### PASSAGE TO READ
[START]

Quick Links

Re: Unicode normalization

From:	Andreas Kalsch <andreaskalsch(at)gmx(dot)de>
To:	pgsql-general(at)postgresql(dot)org
Subject:	Re: Unicode normalization
Date:	2009-09-17 12:58:39
Message-ID:	4AB2327F.10707@gmx.de
Views:	Whole Thread \| Raw Message \| Download mbox \| Resend email
Thread:
Lists:	pgsql-general

My standard encoding is UTF-8 on all levels so I don't need this
high-cost call:

plpy.execute("select setting from pg_settings where name =
'server_encoding'");

Additionally I want to get the original cases.

For this purpose my solution is still fitting to my need. But it is not
the one you have cited below, but:

CREATE OR REPLACE FUNCTION simplify (str text)

[END]

### TASKS TO COMPLETE
**1.** Write out the part of the Unicode normalization post starting with "My standard encoding" and going on through "the original cases.".
**2.** Say whether each statement agrees with the Unicode normalization post, answering yes or no and quoting the deciding words: (a) The writer uses UTF-8 as the standard encoding on all levels. (b) The writer has no wish to keep the original cases. (c) The writer's solution is the same one the other person cited.

[Stored items]
[START]

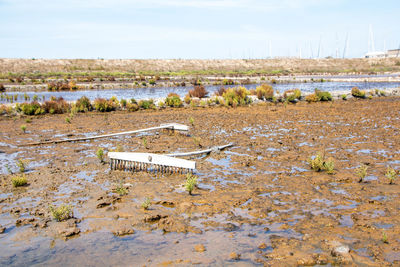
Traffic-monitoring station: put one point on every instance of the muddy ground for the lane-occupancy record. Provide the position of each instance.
(256, 203)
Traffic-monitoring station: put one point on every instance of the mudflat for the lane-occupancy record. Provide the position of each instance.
(258, 202)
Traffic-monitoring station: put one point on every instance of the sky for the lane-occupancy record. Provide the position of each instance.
(196, 29)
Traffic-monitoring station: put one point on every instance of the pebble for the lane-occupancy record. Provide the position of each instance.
(199, 248)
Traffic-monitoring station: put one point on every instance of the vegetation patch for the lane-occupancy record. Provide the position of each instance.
(318, 163)
(355, 92)
(18, 181)
(62, 212)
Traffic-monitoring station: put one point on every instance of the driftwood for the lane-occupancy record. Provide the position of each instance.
(149, 162)
(172, 126)
(205, 151)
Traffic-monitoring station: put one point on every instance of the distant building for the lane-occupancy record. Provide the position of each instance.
(378, 54)
(393, 53)
(375, 54)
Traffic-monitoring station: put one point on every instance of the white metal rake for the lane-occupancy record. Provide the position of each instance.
(149, 162)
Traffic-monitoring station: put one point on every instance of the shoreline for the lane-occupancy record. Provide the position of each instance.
(206, 81)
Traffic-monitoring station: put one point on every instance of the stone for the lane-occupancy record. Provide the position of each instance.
(234, 256)
(154, 218)
(68, 232)
(229, 227)
(199, 248)
(125, 231)
(262, 246)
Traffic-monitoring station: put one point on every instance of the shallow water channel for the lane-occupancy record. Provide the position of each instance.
(161, 92)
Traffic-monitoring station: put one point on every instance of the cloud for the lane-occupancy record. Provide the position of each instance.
(258, 5)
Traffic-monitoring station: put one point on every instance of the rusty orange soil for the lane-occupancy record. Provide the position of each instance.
(262, 187)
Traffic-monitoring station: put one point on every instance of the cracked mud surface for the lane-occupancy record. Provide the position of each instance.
(256, 203)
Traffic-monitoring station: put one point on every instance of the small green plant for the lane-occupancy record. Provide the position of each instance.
(144, 141)
(21, 165)
(191, 182)
(173, 100)
(23, 128)
(119, 148)
(9, 169)
(100, 154)
(357, 92)
(329, 166)
(197, 141)
(62, 212)
(292, 95)
(19, 181)
(146, 203)
(385, 238)
(121, 190)
(191, 121)
(391, 174)
(361, 172)
(318, 163)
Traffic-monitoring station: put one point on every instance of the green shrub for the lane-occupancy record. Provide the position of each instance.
(21, 165)
(357, 92)
(83, 104)
(228, 82)
(132, 107)
(391, 174)
(191, 121)
(236, 96)
(173, 100)
(62, 212)
(292, 95)
(23, 128)
(121, 190)
(147, 104)
(191, 182)
(100, 154)
(33, 108)
(103, 105)
(265, 92)
(198, 91)
(60, 86)
(57, 106)
(123, 103)
(323, 96)
(312, 98)
(19, 181)
(146, 203)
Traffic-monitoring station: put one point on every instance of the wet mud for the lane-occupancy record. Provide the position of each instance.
(257, 203)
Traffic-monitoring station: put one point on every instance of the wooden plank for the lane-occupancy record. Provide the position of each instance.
(173, 126)
(156, 159)
(205, 151)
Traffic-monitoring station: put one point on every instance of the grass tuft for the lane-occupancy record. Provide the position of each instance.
(18, 181)
(191, 182)
(361, 172)
(61, 213)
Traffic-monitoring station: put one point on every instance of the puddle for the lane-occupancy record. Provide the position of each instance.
(323, 201)
(383, 225)
(339, 191)
(85, 175)
(379, 198)
(346, 221)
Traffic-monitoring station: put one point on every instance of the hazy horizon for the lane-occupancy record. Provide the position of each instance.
(194, 29)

[END]

### EXERCISE RESULTS
**1.**
My standard encoding is UTF-8 on all levels so I don't need this
high-cost call:

plpy.execute("select setting from pg_settings where name =
'server_encoding'");

Additionally I want to get the original cases.

**2.**
(a) Yes: "My standard encoding is UTF-8 on all levels"
(b) No: "Additionally I want to get the original cases."
(c) No: "But it is not the one you have cited below"